START GIVEN DATA
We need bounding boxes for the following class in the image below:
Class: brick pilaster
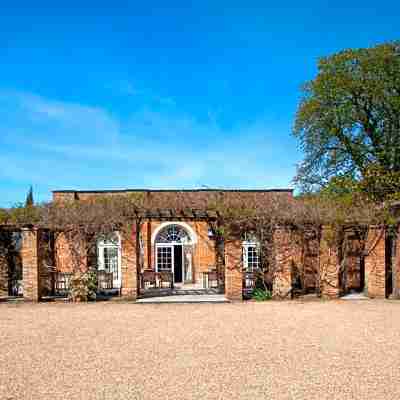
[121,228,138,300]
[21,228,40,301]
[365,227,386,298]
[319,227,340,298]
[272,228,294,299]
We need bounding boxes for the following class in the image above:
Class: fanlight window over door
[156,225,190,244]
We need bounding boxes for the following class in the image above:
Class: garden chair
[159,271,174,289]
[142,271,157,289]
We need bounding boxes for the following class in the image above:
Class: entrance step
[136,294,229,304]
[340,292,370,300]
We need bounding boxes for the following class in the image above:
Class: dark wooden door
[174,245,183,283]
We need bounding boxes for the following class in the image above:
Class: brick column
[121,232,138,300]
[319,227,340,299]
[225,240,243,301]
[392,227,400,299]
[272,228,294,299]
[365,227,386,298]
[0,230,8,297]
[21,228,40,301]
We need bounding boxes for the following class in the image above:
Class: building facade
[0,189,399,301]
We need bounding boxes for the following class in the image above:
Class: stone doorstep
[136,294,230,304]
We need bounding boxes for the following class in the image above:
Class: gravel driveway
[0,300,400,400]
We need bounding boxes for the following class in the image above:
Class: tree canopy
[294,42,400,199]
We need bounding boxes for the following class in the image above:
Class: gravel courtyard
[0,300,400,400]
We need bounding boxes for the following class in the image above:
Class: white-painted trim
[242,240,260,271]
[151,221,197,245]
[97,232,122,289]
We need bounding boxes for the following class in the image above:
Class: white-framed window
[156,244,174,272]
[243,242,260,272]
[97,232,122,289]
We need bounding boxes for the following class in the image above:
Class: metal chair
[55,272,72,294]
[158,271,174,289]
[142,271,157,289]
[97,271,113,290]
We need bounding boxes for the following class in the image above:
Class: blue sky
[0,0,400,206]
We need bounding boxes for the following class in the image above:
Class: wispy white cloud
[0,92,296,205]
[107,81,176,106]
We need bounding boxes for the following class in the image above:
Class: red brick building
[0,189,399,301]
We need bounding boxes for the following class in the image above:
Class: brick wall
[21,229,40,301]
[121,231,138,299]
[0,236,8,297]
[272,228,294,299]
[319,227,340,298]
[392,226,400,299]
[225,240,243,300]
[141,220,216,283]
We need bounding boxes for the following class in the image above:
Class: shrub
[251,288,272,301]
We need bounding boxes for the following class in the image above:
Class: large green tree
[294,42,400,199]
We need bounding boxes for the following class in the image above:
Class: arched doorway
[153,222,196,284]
END GIVEN DATA
◆ **EXERCISE REQUIREMENTS**
Edit every one of the rows above so that each "chair" becomes "seat", with nothing else changed. Give the edited rows without the pictures.

◆ **OUTPUT FOR THIS EXERCISE**
We need bounding boxes for the following class in the image below:
Class: brick pilaster
[121,228,138,300]
[21,228,40,301]
[365,227,386,298]
[319,227,340,298]
[272,228,294,299]
We need bounding boxes for the following class in the image above:
Class: fanlight window over door
[156,225,190,244]
We need bounding boxes for the following class in the image above:
Class: garden seat
[159,271,174,289]
[142,271,157,289]
We need bounding boxes for the following class in the image above:
Class: entrance step
[136,294,229,304]
[340,292,370,300]
We need bounding boxes for the following class in the image above:
Class: dark wooden door
[174,245,183,283]
We need bounding boxes for the following class in the image above:
Class: brick column
[121,232,138,300]
[319,227,340,299]
[225,240,243,301]
[392,227,400,299]
[272,228,294,299]
[365,227,386,298]
[0,230,8,297]
[21,228,40,301]
We need bounding boxes for the following class in the image above:
Class: building facade
[0,189,399,301]
We need bounding boxes for the following class in the image above:
Class: stone doorstep
[136,294,230,304]
We need bounding boxes for the following class in the image above:
Class: gravel driveway
[0,300,400,400]
We need bounding boxes for the following class in the image above:
Class: tree canopy
[294,42,400,199]
We need bounding boxes for the following class in the image above:
Class: gravel courtyard
[0,300,400,400]
We need bounding boxes for the following class in the image above:
Class: white-painted trim
[242,240,260,271]
[151,221,197,245]
[97,232,122,289]
We need bounding boxes for the following class in the image above:
Class: white-framed window
[156,244,174,272]
[243,242,260,272]
[97,232,122,289]
We need bounding boxes for the following class in the image above:
Class: metal seat
[55,272,72,294]
[158,271,174,289]
[142,271,157,289]
[97,271,113,290]
We need bounding boxes for the following class in the image above:
Class: blue sky
[0,0,400,206]
We need bounding boxes for the following class in the image above:
Class: wispy white cloud
[0,92,296,205]
[107,81,176,106]
We need bounding boxes for the following class in the image above:
Class: red brick building
[0,189,399,301]
We need bounding boxes for the following class in the image above:
Class: brick wall
[21,229,40,301]
[121,231,138,299]
[0,236,8,297]
[272,228,294,299]
[319,227,340,298]
[392,226,400,299]
[225,240,243,300]
[141,220,216,283]
We need bounding boxes for the following class in the image above:
Class: shrub
[251,288,272,301]
We need bounding boxes for the following class in the image above:
Class: large green tree
[294,42,400,199]
We need bounding boxes for the following class in the image above:
Class: arched doorway
[153,222,196,284]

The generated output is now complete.